___ Passage provided

Those who have achieved intellectual perfection have achieved the highest level of personal development and are accordingly closest to the divine, referred to using the Neoplatonic image of the First Cause or Principle.
In his description of the second type of person who has direct experience of God, those who develop their intellect with study of the Liberal Arts and natural philosophy, and who through a multitude of scientific demonstrations have the truth “planted in their souls” (“plantadas en sus ánimas”), De la Torre (through the lesson of Reason) makes it clear that, unlike the prophets, they are hindered more by the material realm:
And the second type of human, after the prophetic saints, consists of those who achieve good and penetrating intellects, having begun with a base in the Liberal Arts and achieving [through them knowledge of] the secrets of nature, and then with the true science they are afforded knowledge of the true and glorious God and his angels, and they achieve knowledge of the nature of the agent and the thing acted upon. And these things are established in their souls by a multitude of scientific demonstrations. And in this life, although their delight is infinitely more and better than that of other people, it is still not completely perfect, because of the impediment of the body. And once that impediment is removed, their soul will be conjoined with the King of the ages, and the delight will be so great that it would be stupid to compare it to base and corporal pleasures.
E la segunda manera de los omnes, después de los santos profetas, es de aquéllos que alcançan buenos entendimientos asaz penetrantes e han avido prinçipio en las artes liberales e han alcancado los secretos de natura, e con aquesto han proveydo en la çiencia verdadera e conosçimiento de Dios verdadero e glorioso e de sus ángeles, e han avido conplimiento de saber las naturas de las cabsas e los causados. E aquestas cosas están plantadas en sus ánimas por multitude de çientíficas demostraçiones…
Enpero en esta vida, maguer la su delectaçión sea un ynfinito mayor e mejor que todos los otros omnes, mas aún no es del todo perfecta, por cabsa del ynpedimiento del cuerpo, el qual ynpedimiento quitado, será la tal ánima conjunta al Rey de los syglos, e será la delectaçión tan grande que será torpeza conparalla a la delectaçión bestial e corporal alguna
The individual who develops his intellect with study approaches the perfection of the celestial beings and has knowledge of God, but is not perfect, because he/she never succeed in transcending their human form, the hyle of the Aristotelian system. The latter is alluded to in the way De la Torre couches divine knowledge as an understanding of God and creation as the cause and its effects in the world (“los causados”).
According to De la Torre and, as we have seen, Maimonides, shedding one’s attachment to the material world, including the corporal body, is the goal of wise men and prophets, and what allows them to have mystical union.

______
___ Material provided

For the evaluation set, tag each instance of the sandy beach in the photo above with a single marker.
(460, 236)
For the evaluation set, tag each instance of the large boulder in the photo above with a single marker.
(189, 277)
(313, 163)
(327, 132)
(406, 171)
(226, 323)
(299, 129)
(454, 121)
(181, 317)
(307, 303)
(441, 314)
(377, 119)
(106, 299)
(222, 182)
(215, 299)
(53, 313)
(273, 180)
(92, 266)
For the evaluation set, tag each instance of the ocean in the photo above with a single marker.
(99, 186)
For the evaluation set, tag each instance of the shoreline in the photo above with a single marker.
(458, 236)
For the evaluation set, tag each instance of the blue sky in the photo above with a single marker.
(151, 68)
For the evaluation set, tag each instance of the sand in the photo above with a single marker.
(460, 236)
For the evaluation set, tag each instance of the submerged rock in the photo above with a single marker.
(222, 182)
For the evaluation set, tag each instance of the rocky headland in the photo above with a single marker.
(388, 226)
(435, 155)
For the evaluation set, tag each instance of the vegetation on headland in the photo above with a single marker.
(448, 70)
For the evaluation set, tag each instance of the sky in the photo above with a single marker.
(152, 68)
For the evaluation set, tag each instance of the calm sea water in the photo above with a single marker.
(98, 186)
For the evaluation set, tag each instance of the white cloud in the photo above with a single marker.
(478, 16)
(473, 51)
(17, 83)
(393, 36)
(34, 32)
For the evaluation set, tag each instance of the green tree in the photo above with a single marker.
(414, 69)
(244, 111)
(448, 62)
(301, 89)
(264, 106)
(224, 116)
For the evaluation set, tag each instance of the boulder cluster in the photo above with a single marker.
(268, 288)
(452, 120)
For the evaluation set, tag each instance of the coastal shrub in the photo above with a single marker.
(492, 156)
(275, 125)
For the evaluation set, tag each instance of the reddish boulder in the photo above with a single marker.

______

**Exercise tasks**
1. According to the De la Torre passage, what keeps the delight of the second type of person from being completely perfect in this life?
2. Update everything in the entries from the line containing "For the evaluation set, tag each instance of the ocean" down to the last line of the entries, replacing "headland" with "promontory" and leaving all else unchanged. Return only those lines.
The entries are unrelated to the De la Torre passage.

**Outputs**
1. The impediment of the body.

2.
For the evaluation set, tag each instance of the ocean in the photo above with a single marker.
(99, 186)
For the evaluation set, tag each instance of the shoreline in the photo above with a single marker.
(458, 236)
For the evaluation set, tag each instance of the blue sky in the photo above with a single marker.
(151, 68)
For the evaluation set, tag each instance of the sand in the photo above with a single marker.
(460, 236)
For the evaluation set, tag each instance of the submerged rock in the photo above with a single marker.
(222, 182)
For the evaluation set, tag each instance of the rocky promontory in the photo above with a single marker.
(388, 226)
(435, 155)
For the evaluation set, tag each instance of the vegetation on promontory in the photo above with a single marker.
(448, 70)
For the evaluation set, tag each instance of the sky in the photo above with a single marker.
(152, 68)
For the evaluation set, tag each instance of the calm sea water in the photo above with a single marker.
(98, 186)
For the evaluation set, tag each instance of the white cloud in the photo above with a single marker.
(478, 16)
(473, 51)
(17, 83)
(393, 36)
(34, 32)
For the evaluation set, tag each instance of the green tree in the photo above with a single marker.
(414, 69)
(244, 111)
(448, 62)
(301, 89)
(264, 106)
(224, 116)
For the evaluation set, tag each instance of the boulder cluster in the photo above with a single marker.
(268, 288)
(452, 120)
For the evaluation set, tag each instance of the coastal shrub in the photo above with a single marker.
(492, 156)
(275, 125)
For the evaluation set, tag each instance of the reddish boulder in the photo above with a single marker.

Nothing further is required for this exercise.